··· Supplied information ···

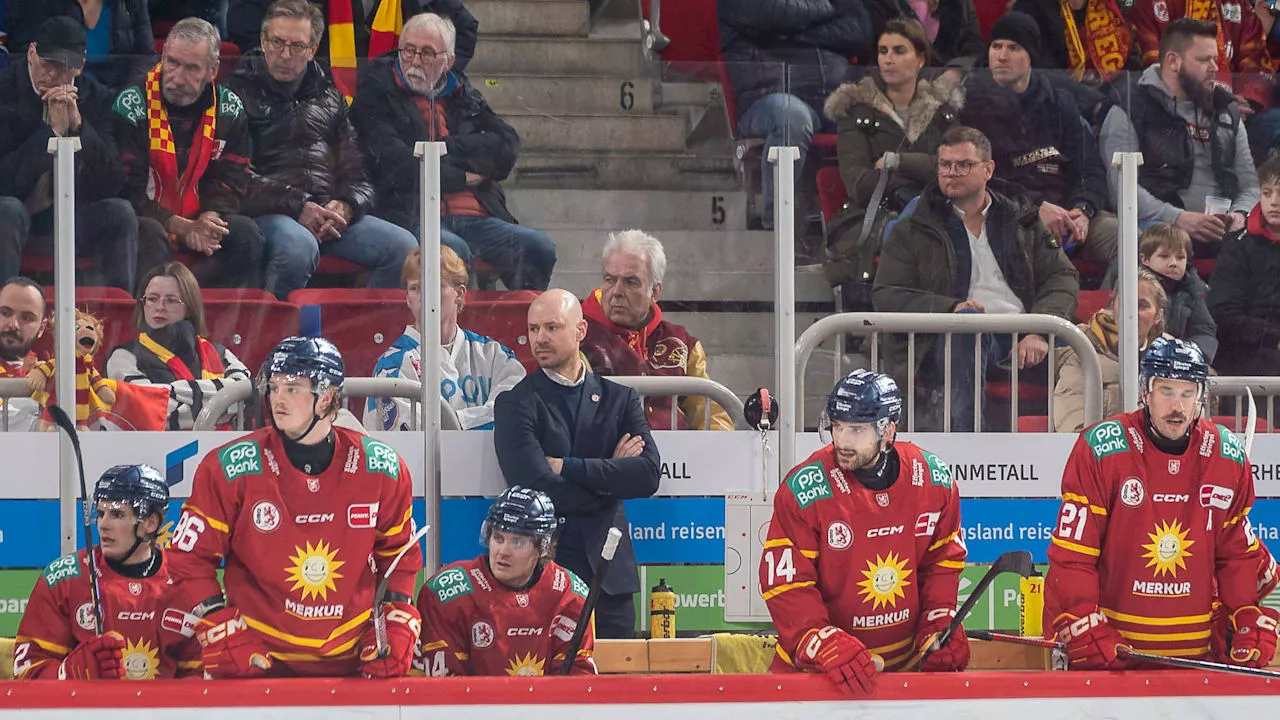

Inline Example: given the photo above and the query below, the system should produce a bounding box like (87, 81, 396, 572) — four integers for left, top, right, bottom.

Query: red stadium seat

(289, 289, 413, 378)
(1075, 289, 1111, 323)
(460, 297, 538, 372)
(201, 288, 275, 302)
(1017, 415, 1049, 433)
(42, 287, 133, 302)
(1212, 415, 1268, 433)
(1071, 258, 1107, 283)
(202, 298, 300, 373)
(640, 0, 721, 72)
(816, 165, 848, 226)
(1192, 259, 1215, 281)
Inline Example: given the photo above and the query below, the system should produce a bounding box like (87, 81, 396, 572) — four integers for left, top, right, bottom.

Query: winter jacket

(1207, 207, 1280, 374)
(224, 54, 376, 220)
(1053, 326, 1122, 433)
(7, 0, 154, 90)
(824, 73, 962, 211)
(1154, 267, 1218, 362)
(1100, 65, 1259, 226)
(960, 69, 1109, 216)
(0, 59, 124, 206)
(350, 55, 521, 234)
(863, 0, 986, 66)
(717, 0, 873, 125)
(872, 181, 1080, 381)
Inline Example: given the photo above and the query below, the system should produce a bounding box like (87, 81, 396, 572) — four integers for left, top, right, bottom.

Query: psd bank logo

(166, 440, 199, 488)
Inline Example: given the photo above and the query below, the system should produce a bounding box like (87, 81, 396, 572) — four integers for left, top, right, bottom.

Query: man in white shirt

(0, 277, 46, 431)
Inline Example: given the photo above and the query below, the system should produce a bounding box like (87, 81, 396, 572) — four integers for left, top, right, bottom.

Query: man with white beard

(351, 13, 557, 292)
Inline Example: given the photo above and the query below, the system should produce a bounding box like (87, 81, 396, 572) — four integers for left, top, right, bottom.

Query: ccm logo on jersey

(915, 512, 940, 537)
(161, 608, 199, 638)
(1200, 485, 1235, 510)
(1152, 494, 1189, 503)
(117, 611, 155, 622)
(867, 525, 904, 538)
(507, 627, 544, 636)
(296, 513, 334, 524)
(348, 503, 379, 529)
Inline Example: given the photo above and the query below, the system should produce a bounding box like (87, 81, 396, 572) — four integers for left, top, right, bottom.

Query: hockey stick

(559, 526, 623, 675)
(914, 551, 1035, 667)
(373, 523, 431, 659)
(1244, 387, 1258, 456)
(1117, 645, 1280, 679)
(47, 404, 106, 637)
(966, 629, 1063, 650)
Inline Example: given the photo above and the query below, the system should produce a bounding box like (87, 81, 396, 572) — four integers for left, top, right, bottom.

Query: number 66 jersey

(1045, 410, 1270, 659)
(760, 442, 966, 672)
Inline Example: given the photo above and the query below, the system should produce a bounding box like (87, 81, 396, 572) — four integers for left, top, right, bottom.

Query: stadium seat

(1017, 415, 1049, 433)
(1192, 259, 1215, 281)
(290, 289, 413, 378)
(1212, 415, 1268, 433)
(32, 297, 137, 361)
(816, 165, 847, 227)
(1071, 258, 1107, 285)
(42, 287, 132, 302)
(1075, 289, 1110, 323)
(201, 288, 275, 302)
(460, 297, 539, 372)
(202, 298, 300, 373)
(640, 0, 720, 73)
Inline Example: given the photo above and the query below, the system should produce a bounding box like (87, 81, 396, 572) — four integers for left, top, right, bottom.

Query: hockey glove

(915, 608, 970, 672)
(195, 607, 273, 679)
(795, 625, 879, 697)
(358, 601, 422, 679)
(1224, 605, 1279, 668)
(59, 630, 125, 680)
(1053, 604, 1129, 670)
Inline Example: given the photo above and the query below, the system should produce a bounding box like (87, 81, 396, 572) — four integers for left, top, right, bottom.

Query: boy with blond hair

(1136, 224, 1217, 362)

···

• _Your objective_
Transcribe each entry above without alteration, but keep the pictures out.

• _Output of the task_
Inline Example: given the photo above and the query below, the system should produce a bounding box like (87, 81, 396, 572) — four integers for left, top, right, bottom.

Query: red stadium seat

(289, 289, 413, 378)
(1075, 289, 1111, 323)
(460, 297, 538, 372)
(201, 288, 275, 302)
(1017, 415, 1049, 433)
(42, 287, 133, 302)
(1212, 415, 1268, 433)
(1071, 258, 1107, 283)
(202, 298, 300, 373)
(640, 0, 721, 72)
(816, 165, 848, 226)
(1192, 259, 1215, 281)
Inline Example: given the photo above and the query below, the system should produce a bounding box like (87, 81, 396, 572) — four integers for left, top, right, bottom.

Query: winter jacket

(1207, 207, 1280, 374)
(224, 54, 376, 220)
(1053, 326, 1122, 433)
(7, 0, 154, 90)
(824, 73, 962, 211)
(1154, 267, 1218, 362)
(1100, 65, 1259, 226)
(960, 69, 1109, 216)
(0, 59, 124, 206)
(350, 55, 521, 234)
(863, 0, 986, 66)
(717, 0, 873, 125)
(872, 181, 1080, 381)
Inline Example: given the photo above and the query below, the system should produce a bounding box like (87, 81, 396, 572) — four integers for left, top, right, bottom.

Query: psd bank logo

(166, 440, 199, 488)
Inline Example: given the photo above and the query below, the system should produce a bounding box like (87, 81, 396, 572) — four integers for left, top, right, bottom.

Query: man in white shirt

(0, 277, 46, 431)
Inline Example: given the photo above and the query below, the system should produce a bounding box like (87, 81, 396, 572) — four integers for left, top, right, bottom.

Query: man with white beard

(351, 13, 557, 292)
Inline Example: given the photo above and the query below, the system should produce a bounding box like (87, 81, 396, 572) — four integers for left, top, right, bottom.

Query: ccm logo on jersey

(915, 512, 940, 537)
(161, 608, 199, 638)
(1200, 485, 1235, 510)
(1152, 494, 1189, 503)
(117, 611, 155, 622)
(867, 525, 904, 538)
(507, 627, 544, 636)
(296, 513, 334, 524)
(348, 503, 379, 529)
Inline Example: given the photo above and the query below, the system should produce a bounding box like (87, 81, 396, 572) — four integers for left, top, right, bottom.

Query: hockey stick

(559, 526, 623, 675)
(914, 551, 1035, 667)
(373, 523, 431, 659)
(1244, 387, 1258, 456)
(1117, 645, 1280, 679)
(47, 404, 106, 637)
(966, 629, 1063, 650)
Inline Example: given the photo above and the query below, the system should produce a bounding box like (87, 81, 396, 572) — four integers for left, top, right, bottom.

Query: number 66 jersey

(1045, 410, 1270, 659)
(760, 442, 966, 672)
Inline Example: given the photo above and the query below, the system should produce a bounding box like (87, 81, 396, 572) — four integers for left, top, right, bottom.

Query: stadium seat

(1017, 415, 1049, 433)
(1192, 259, 1215, 281)
(290, 289, 413, 378)
(1212, 415, 1268, 433)
(32, 297, 137, 361)
(816, 165, 847, 227)
(1071, 258, 1107, 285)
(42, 287, 132, 302)
(1075, 289, 1110, 323)
(201, 288, 275, 302)
(460, 297, 539, 372)
(202, 298, 300, 373)
(640, 0, 720, 73)
Inline Example: given the photo above and the query below, the system should produce a bounding box like (87, 81, 396, 572) — four integers for left, top, right, bottom.

Query: hockey glove

(915, 608, 970, 672)
(195, 607, 273, 679)
(795, 625, 879, 697)
(358, 601, 422, 679)
(1224, 605, 1279, 668)
(59, 630, 125, 680)
(1053, 604, 1129, 670)
Inline Example: given the photo above and the query below, the system should produce a bounding box like (87, 81, 396, 572) — four integers for left, top, right, bottom.

Query: boy with blond hair

(1136, 224, 1217, 362)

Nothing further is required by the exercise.